原文节选
关于一个背包问题。
0
悬赏园豆:10
[已解决问题]
解决于 2014-04-24 18:48
#include<iostream>
#include<algorithm>
using namespace std;
struct abc
{
float a;
float b;
float c;
};
bool comp(const abc e, const abc f)
{
return (e.a)<(f.a);
}
int main()
{
int n,i,sum1=0,sum2=0;
float m,w,d;
while(cin>>n>>m)
{
sum1=0;sum2=0;
struct abc k[n];
for(i=0;i<n;i++)
{
cin>>w>>d;
k[i].c=w;
k[i].b=d;
k[i].a=d/w;
}
sort(k,k+n,comp);
for(i=n-1;i>=0;i--)
{
sum1+=k[i].c;
if(sum1<=m)
sum2+=k[i].b;
}
cout<<sum2<<endl;
}
return 0;
}
我现在还没有学算法数据结构什么的,想问一下博园里的大牛们就现在的代码怎么改一下可以Ac?
问题补充:
Description
Bessie has gone to the mall's jewelry store and spies a charm bracelet. Of course, she'd like to fill it with the best charms possible from the N (1 ≤ N ≤ 3,402) available charms. Each charm i in the supplied list has a weight Wi (1 ≤ Wi ≤ 400), a 'desirability' factor Di (1 ≤ Di ≤ 100), and can be used at most once. Bessie can only support a charm bracelet whose weight is no more than M (1 ≤ M ≤ 12,880).
Given that weight limit as a constraint and a list of the charms with their weights and desirability rating, deduce the maximum possible sum of ratings.

检测数据集节选
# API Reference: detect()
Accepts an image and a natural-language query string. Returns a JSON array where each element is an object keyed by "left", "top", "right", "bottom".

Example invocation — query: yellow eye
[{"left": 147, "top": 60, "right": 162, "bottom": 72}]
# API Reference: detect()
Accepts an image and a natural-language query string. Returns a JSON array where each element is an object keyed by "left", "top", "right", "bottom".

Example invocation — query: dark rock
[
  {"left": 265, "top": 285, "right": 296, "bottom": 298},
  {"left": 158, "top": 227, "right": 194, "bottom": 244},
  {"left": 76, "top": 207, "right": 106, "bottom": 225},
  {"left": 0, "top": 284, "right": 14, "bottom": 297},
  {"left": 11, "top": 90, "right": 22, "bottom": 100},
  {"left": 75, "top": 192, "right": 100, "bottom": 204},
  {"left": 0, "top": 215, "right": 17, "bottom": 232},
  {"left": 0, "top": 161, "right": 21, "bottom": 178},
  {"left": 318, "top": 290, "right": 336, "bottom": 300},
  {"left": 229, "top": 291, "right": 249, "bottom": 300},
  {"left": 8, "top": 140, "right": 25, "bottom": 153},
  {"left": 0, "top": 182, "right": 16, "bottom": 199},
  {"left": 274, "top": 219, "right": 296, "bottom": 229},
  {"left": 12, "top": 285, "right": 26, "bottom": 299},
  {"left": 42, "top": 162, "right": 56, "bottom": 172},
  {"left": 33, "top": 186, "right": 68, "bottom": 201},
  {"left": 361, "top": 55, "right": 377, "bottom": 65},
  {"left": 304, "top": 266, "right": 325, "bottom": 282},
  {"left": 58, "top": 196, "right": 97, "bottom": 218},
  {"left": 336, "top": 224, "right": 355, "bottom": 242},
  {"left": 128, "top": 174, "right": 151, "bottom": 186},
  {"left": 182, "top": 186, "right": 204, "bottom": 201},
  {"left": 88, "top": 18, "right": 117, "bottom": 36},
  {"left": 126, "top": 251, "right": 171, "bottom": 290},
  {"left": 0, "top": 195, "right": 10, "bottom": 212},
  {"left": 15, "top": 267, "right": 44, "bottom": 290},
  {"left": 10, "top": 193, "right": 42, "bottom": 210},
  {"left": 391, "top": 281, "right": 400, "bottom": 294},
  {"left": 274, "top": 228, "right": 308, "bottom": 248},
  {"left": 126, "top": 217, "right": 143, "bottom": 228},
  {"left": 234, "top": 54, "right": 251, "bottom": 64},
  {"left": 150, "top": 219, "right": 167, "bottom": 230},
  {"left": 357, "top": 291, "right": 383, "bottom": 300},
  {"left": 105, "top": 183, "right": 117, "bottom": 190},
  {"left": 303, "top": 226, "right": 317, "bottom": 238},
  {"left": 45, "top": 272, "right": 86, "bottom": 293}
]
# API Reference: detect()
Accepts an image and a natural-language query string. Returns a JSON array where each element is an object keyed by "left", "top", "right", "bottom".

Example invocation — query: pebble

任务要求
1. 请列出背包问题帖子的代码中，main函数里声明为int类型的全部变量。
2. 请输出背包问题帖子中从“sum2+=k[i].b;”到“sum of ratings.”的这一段原文。
3. 请从背包问题帖子最后一句之后接着写下去。
这些条目来自另一个来源，与背包问题帖子无关。

各题答案
1. n、i、sum1、sum2

2.
sum2+=k[i].b;
}
cout<<sum2<<endl;
}
return 0;
}
我现在还没有学算法数据结构什么的,想问一下博园里的大牛们就现在的代码怎么改一下可以Ac?
问题补充:
Description
Bessie has gone to the mall's jewelry store and spies a charm bracelet. Of course, she'd like to fill it with the best charms possible from the N (1 ≤ N ≤ 3,402) available charms. Each charm i in the supplied list has a weight Wi (1 ≤ Wi ≤ 400), a 'desirability' factor Di (1 ≤ Di ≤ 100), and can be used at most once. Bessie can only support a charm bracelet whose weight is no more than M (1 ≤ M ≤ 12,880).
Given that weight limit as a constraint and a list of the charms with their weights and desirability rating, deduce the maximum possible sum of ratings.

3.
Input
* Line 1: Two space-separated integers: N and M * Lines 2..N+1: Line i+1 describes charm i with two space-separated integers: Wi and Di
Output
* Line 1: A single integer that is the greatest sum of charm desirabilities that can be achieved given the weight constraints
Sample Input
4 6 1 4 2 6 3 12 2 7Sample Output
23
最佳答案
0
#include<iostream> #include<algorithm> using namespace std; struct abc { float a; float b; float c; }; bool comp(const abc e, const abc f) { if(e.a!=f.a) return e.a<f.a; else // 考虑如果权重相等的时候,优先选择重量大的 return e.c>f.c; } int main() { int n,i,sum1=0,sum2=0; float m,w,d; while(cin>>n>>m) { sum2=0; struct abc k[n]; for(i=0;i<n;i++) { cin>>w>>d; k[i].c=w; k[i].b=d; k[i].a=d/w; } sort(k,k+n,comp); i=n-1; while(m-k[i].c>=0) //贪心选择 { sum2+=(int)k[i].b; m-=k[i].c; i--; } cout<<sum2<<endl; } return 0; }
收获园豆:10
谢谢你回答我的问题,在学校的服务器运行老是错误,在poj上直接都编译不了。。。可能因为这个吧 struct abc k[n]; 我用的别的方法做了,不过还是感谢你
我知道错误的原因了,如下
(3)贪心策略:选取单位重量价值最大的物品。反例:
W=30
物品:A B C
重量:28 20 10
价值:28 20 10
根据策略,三种物品单位重量价值一样,程序无法依据现有策略作出判断,如果选择A,则答案错误。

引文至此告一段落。